=== Excerpted records ===
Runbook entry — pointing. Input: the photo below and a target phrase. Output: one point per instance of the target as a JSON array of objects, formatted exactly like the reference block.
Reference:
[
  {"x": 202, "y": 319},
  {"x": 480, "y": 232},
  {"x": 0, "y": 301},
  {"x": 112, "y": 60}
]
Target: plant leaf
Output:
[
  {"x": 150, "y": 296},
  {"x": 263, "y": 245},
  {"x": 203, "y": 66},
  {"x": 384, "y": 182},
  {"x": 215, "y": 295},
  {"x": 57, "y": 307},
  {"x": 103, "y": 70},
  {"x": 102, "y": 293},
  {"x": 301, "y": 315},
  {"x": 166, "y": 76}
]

=== Assigned task ===
What you hand back must match the records above exactly.

=== Response for this exercise ===
Runbook entry — pointing. Input: the photo below and a target phrase. Output: one point per instance of the target as a JSON array of objects, formatted exactly like the reference block.
Reference:
[
  {"x": 202, "y": 319},
  {"x": 480, "y": 232},
  {"x": 0, "y": 301},
  {"x": 112, "y": 60}
]
Target: plant leaf
Output:
[
  {"x": 150, "y": 296},
  {"x": 263, "y": 245},
  {"x": 203, "y": 66},
  {"x": 384, "y": 182},
  {"x": 215, "y": 295},
  {"x": 57, "y": 307},
  {"x": 103, "y": 70},
  {"x": 102, "y": 293},
  {"x": 301, "y": 315},
  {"x": 166, "y": 76}
]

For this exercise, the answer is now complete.